Reproduce verbatim the part of the article on real-time protein monitoring that opens with the words containing "The next major" and closes with "inhabit the planet.".

_EXTRACT_.
##########

The next major tool for precision agriculture: Real-time protein monitoring
by Philip Clancy, Next Instruments, Australia
Cereal and oil seed crops including wheat, barley, rice, corn, canola and soybeans make up more than 80 percent of the world's grain production, i.e., 2,513 million metric tonnes in 2017. It has been forecast that the world will need to increase the production of grains and oilseeds by 30 percent by 2050 in order to feed the nine billion people that will inhabit the planet.
However, there is not an additional amount of arable land to meet this demand. As such farmers, agronomists, agricultural scientists and governments are faced with the challenge of producing 30 percent more through better technology.
A major tool available to the agriculture eco system to achieve this task is precision agriculture (PA). The US Department of Agriculture defines of precision agriculture as:' a management system that is information and technology based, is site specific and uses one or more of the following sources of data: soils, crops, nutrients, pests, moisture, or yield, for optimum profitability, sustainability, and protection of the environment (adapted from Precision Ag. 2003).'
Since 2008, there has been approximately a 10 percent increase in production shown in the following plot of annual gross grain production. So what is the next big step in PA that will sustain this growth rate?

##########

_STORED DATA_.
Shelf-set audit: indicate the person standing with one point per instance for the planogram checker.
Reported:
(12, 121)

##########

_YOUR SOLUTION_.
The next major tool for precision agriculture: Real-time protein monitoring
by Philip Clancy, Next Instruments, Australia
Cereal and oil seed crops including wheat, barley, rice, corn, canola and soybeans make up more than 80 percent of the world's grain production, i.e., 2,513 million metric tonnes in 2017. It has been forecast that the world will need to increase the production of grains and oilseeds by 30 percent by 2050 in order to feed the nine billion people that will inhabit the planet.